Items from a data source
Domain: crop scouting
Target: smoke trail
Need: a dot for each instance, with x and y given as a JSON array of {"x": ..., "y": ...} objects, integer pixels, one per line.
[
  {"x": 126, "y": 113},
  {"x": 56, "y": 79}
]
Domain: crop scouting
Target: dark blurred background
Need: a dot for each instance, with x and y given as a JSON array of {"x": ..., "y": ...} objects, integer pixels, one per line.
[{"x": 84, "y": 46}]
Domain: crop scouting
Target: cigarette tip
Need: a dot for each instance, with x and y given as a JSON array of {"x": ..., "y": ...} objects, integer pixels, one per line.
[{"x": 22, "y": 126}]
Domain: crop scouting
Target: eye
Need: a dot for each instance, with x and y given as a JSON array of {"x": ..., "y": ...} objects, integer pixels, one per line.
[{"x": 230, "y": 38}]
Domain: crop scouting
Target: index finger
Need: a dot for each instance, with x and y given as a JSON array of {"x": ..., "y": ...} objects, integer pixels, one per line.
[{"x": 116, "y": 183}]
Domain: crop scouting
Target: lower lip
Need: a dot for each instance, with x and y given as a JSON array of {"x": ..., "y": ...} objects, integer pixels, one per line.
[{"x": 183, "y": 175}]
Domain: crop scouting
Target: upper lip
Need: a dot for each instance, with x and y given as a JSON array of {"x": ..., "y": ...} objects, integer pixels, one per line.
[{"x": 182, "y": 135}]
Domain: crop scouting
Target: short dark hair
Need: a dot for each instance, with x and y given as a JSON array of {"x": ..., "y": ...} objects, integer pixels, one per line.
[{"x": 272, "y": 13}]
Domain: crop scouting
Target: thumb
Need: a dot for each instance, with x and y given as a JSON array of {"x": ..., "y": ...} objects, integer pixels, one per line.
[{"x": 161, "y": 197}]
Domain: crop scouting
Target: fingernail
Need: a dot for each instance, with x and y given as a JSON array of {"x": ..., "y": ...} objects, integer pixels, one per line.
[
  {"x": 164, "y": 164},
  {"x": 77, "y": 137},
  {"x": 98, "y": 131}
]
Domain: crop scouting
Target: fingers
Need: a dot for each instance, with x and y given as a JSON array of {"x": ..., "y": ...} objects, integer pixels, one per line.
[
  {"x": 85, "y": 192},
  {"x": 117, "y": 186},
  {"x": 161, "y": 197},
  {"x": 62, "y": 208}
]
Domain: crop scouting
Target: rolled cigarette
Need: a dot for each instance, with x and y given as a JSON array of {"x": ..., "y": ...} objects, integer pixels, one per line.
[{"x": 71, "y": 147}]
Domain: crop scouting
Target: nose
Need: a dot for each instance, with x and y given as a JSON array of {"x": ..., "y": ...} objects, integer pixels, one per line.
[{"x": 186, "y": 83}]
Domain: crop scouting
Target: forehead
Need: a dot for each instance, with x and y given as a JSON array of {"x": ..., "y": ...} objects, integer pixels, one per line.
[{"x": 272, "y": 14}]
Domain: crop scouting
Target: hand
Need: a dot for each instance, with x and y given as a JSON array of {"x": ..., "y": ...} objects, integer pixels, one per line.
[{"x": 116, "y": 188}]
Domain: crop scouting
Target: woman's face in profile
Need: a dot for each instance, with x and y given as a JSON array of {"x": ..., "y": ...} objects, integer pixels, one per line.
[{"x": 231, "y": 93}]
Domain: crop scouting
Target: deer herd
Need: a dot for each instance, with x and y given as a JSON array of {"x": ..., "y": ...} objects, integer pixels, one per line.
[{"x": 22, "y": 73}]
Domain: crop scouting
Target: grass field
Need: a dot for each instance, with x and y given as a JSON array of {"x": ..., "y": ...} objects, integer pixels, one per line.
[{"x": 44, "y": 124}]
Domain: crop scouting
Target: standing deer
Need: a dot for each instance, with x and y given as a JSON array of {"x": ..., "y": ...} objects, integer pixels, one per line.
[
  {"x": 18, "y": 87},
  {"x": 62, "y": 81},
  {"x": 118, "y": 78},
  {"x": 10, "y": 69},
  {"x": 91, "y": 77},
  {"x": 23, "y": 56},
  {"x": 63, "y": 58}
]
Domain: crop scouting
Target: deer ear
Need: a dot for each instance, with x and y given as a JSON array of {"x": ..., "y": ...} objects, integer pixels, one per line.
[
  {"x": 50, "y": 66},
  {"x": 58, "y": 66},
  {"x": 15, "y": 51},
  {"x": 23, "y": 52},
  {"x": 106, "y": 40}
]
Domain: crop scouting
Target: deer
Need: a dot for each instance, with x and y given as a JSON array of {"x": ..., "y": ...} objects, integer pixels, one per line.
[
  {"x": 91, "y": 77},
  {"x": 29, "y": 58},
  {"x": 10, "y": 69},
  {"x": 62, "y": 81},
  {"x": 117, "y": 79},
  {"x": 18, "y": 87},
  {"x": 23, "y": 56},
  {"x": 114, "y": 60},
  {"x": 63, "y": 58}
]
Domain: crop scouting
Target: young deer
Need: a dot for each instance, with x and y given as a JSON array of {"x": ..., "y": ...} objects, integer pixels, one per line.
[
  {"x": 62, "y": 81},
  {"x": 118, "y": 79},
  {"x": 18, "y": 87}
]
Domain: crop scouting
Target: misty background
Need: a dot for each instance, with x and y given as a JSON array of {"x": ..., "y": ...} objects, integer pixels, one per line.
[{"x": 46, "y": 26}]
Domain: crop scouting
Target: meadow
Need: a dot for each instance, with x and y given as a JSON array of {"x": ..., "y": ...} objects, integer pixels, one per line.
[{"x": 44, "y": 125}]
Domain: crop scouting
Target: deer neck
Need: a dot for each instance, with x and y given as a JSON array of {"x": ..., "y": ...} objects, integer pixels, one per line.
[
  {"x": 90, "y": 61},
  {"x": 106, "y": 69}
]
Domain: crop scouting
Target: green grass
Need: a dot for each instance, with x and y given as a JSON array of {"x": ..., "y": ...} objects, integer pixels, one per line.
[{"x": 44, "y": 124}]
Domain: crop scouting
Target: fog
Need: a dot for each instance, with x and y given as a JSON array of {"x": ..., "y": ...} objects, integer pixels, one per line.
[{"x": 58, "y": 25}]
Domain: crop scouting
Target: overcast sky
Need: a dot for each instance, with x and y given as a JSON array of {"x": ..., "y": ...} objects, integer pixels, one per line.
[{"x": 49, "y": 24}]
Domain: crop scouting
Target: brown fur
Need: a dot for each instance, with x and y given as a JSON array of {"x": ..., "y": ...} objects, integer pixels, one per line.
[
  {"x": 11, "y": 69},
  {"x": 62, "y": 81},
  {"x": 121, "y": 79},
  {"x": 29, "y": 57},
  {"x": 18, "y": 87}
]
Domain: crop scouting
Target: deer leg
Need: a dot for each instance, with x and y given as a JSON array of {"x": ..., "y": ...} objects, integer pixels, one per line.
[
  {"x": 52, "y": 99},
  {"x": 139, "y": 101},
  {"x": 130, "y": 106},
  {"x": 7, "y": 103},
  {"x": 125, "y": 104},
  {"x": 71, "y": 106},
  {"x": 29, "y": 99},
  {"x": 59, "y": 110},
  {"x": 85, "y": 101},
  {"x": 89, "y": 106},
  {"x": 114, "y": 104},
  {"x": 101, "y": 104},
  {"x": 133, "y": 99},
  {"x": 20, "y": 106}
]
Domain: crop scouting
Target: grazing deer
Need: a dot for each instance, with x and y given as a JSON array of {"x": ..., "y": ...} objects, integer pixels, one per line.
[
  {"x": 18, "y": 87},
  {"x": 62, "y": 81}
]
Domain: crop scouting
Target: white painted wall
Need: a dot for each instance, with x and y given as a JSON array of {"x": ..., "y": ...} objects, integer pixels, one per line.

▸ Work instruction: All of the entries must be given again, word for word.

▸ Response for this exercise:
Domain: crop scouting
Target: smoke trail
Need: a dot for each instance, with x and y given as a JSON array of {"x": ..., "y": ...} objects, integer pixels, one per line.
[
  {"x": 126, "y": 113},
  {"x": 56, "y": 79}
]
Domain: crop scouting
Target: dark blurred background
Need: a dot for each instance, with x and y given as a JSON array of {"x": ..., "y": ...} objects, integer pixels, one per line.
[{"x": 84, "y": 46}]
Domain: crop scouting
Target: cigarette tip
Need: a dot for each instance, with x and y given as a JSON array of {"x": ..., "y": ...} objects, integer pixels, one per line.
[{"x": 22, "y": 126}]
Domain: crop scouting
Target: eye
Need: a dot for each instance, with x and y given as a JSON array of {"x": ..., "y": ...} objects, integer pixels, one per line.
[{"x": 230, "y": 38}]
Domain: crop scouting
Target: index finger
Need: a dot for each instance, with x and y given as a JSON array of {"x": ..., "y": ...} objects, integer pixels, one per line.
[{"x": 116, "y": 183}]
Domain: crop scouting
Target: lower lip
Need: a dot for each instance, with x and y given as a JSON array of {"x": ..., "y": ...} objects, integer pixels, one per line.
[{"x": 183, "y": 175}]
Domain: crop scouting
Target: upper lip
Need: a dot for each instance, with x and y given as a JSON array of {"x": ..., "y": ...} objects, integer pixels, one per line.
[{"x": 182, "y": 135}]
Domain: crop scouting
Target: short dark hair
Need: a dot for each instance, with x and y given as a JSON array of {"x": ..., "y": ...} objects, integer pixels, one per line.
[{"x": 272, "y": 13}]
Domain: crop scouting
Target: thumb
Need: a dot for each instance, with x and y given as a JSON array of {"x": ..., "y": ...} objects, integer pixels, one per line.
[{"x": 161, "y": 197}]
Domain: crop scouting
Target: fingernail
Need: a dot for each instance, with x and y given as a JSON array of {"x": ..., "y": ...} objects, integer pixels, one per line.
[
  {"x": 164, "y": 164},
  {"x": 77, "y": 137},
  {"x": 98, "y": 131}
]
Domain: crop scouting
Target: fingers
Need: a dot for each instance, with x and y given as a JSON array of {"x": ..., "y": ...} objects, integer pixels, one per line.
[
  {"x": 85, "y": 192},
  {"x": 117, "y": 186},
  {"x": 161, "y": 197},
  {"x": 62, "y": 208}
]
Domain: crop scouting
Target: rolled cigarette
Need: a dot for each instance, with x and y given as a JSON array of {"x": ..., "y": ...} objects, integer pixels, one per line.
[{"x": 71, "y": 147}]
Domain: crop scouting
Target: nose
Need: a dot for each instance, with x and y given as a JSON array of {"x": ..., "y": ...} objects, integer pixels, one per line.
[{"x": 186, "y": 83}]
Domain: crop scouting
Target: forehead
Need: a dot for each instance, with x and y given as a JSON array of {"x": ..., "y": ...} objects, integer pixels, one per line.
[{"x": 272, "y": 14}]
Domain: crop scouting
Target: hand
Need: a dot for each instance, with x and y given as a JSON array of {"x": ..., "y": ...} objects, integer pixels, one per line.
[{"x": 116, "y": 188}]
Domain: crop scouting
Target: woman's face in profile
Need: a dot for each instance, with x and y given as a JSON array of {"x": ..., "y": ...} objects, integer pixels, one per line.
[{"x": 231, "y": 93}]
Domain: crop scouting
Target: deer herd
Need: a dot for each instance, with x and y given as a JSON array of {"x": ..., "y": ...} objects, integer pixels, one per line.
[{"x": 22, "y": 73}]
Domain: crop scouting
Target: grass field
Need: a dot for each instance, with x and y given as a JSON array of {"x": ..., "y": ...} objects, integer pixels, one per line.
[{"x": 44, "y": 124}]
Domain: crop scouting
Target: standing deer
Need: a dot for each instance, with x and y given as a JSON array of {"x": ..., "y": ...} objects, integer pixels, one per line.
[
  {"x": 18, "y": 87},
  {"x": 62, "y": 81},
  {"x": 118, "y": 78},
  {"x": 10, "y": 69},
  {"x": 91, "y": 77},
  {"x": 23, "y": 56},
  {"x": 63, "y": 58}
]
Domain: crop scouting
Target: deer ear
Need: a dot for each instance, with x and y given as a JSON array of {"x": ..., "y": ...} objects, integer pixels, one per line.
[
  {"x": 50, "y": 66},
  {"x": 58, "y": 66},
  {"x": 15, "y": 51},
  {"x": 23, "y": 52},
  {"x": 106, "y": 40}
]
Domain: crop scouting
Target: deer
Need: a dot for each instance, with x and y given as a JSON array of {"x": ..., "y": ...} objects, integer pixels, one per line.
[
  {"x": 91, "y": 77},
  {"x": 29, "y": 58},
  {"x": 10, "y": 69},
  {"x": 62, "y": 81},
  {"x": 117, "y": 79},
  {"x": 18, "y": 87},
  {"x": 23, "y": 56},
  {"x": 114, "y": 60},
  {"x": 63, "y": 58}
]
Domain: crop scouting
Target: young deer
Need: a dot for each instance, with x and y given as a JSON array of {"x": ..., "y": ...} objects, integer pixels, one per line.
[
  {"x": 62, "y": 81},
  {"x": 118, "y": 79},
  {"x": 18, "y": 87}
]
Domain: crop scouting
Target: misty background
Need: a dot for each instance, with x and y given as a JSON array of {"x": ..., "y": ...} objects, integer pixels, one per line.
[{"x": 46, "y": 26}]
Domain: crop scouting
Target: meadow
Need: a dot for each instance, with x and y given as a JSON array of {"x": ..., "y": ...} objects, integer pixels, one per line.
[{"x": 44, "y": 125}]
Domain: crop scouting
Target: deer neck
Need: a dot for each instance, with x and y given as a JSON array of {"x": ..., "y": ...} objects, integer pixels, one per line.
[
  {"x": 90, "y": 61},
  {"x": 106, "y": 69}
]
Domain: crop scouting
Target: green grass
Need: a dot for each instance, with x and y given as a JSON array of {"x": ..., "y": ...} objects, integer pixels, one per line.
[{"x": 44, "y": 124}]
Domain: crop scouting
Target: fog
Need: a dot for each instance, with x and y given as a JSON array of {"x": ..., "y": ...} objects, integer pixels, one per line.
[{"x": 58, "y": 25}]
Domain: crop scouting
Target: overcast sky
Need: a dot for each instance, with x and y given as a JSON array of {"x": ..., "y": ...} objects, integer pixels, one per line.
[{"x": 49, "y": 24}]
Domain: crop scouting
Target: brown fur
Need: a dot for each instance, with x and y given as a JSON array of {"x": ..., "y": ...} objects, integer pixels, one per line.
[
  {"x": 11, "y": 69},
  {"x": 62, "y": 81},
  {"x": 121, "y": 79},
  {"x": 29, "y": 57},
  {"x": 18, "y": 87}
]
Domain: crop scouting
Target: deer leg
Need: a dot for each instance, with x and y given as a JSON array of {"x": ..., "y": ...} objects, integer pixels, one per line.
[
  {"x": 52, "y": 99},
  {"x": 139, "y": 101},
  {"x": 130, "y": 106},
  {"x": 7, "y": 103},
  {"x": 125, "y": 104},
  {"x": 71, "y": 106},
  {"x": 29, "y": 99},
  {"x": 59, "y": 110},
  {"x": 85, "y": 101},
  {"x": 89, "y": 106},
  {"x": 114, "y": 104},
  {"x": 101, "y": 104},
  {"x": 133, "y": 99},
  {"x": 20, "y": 106}
]
Domain: crop scouting
Target: grazing deer
Need: a dot for each instance, with x and y given as a JSON array of {"x": ..., "y": ...} objects, integer pixels, one per line.
[
  {"x": 18, "y": 87},
  {"x": 62, "y": 81}
]
Domain: crop scouting
Target: white painted wall
Need: a dot for each instance, with x and y given as a JSON array of {"x": ..., "y": ...} objects, integer pixels, one per line.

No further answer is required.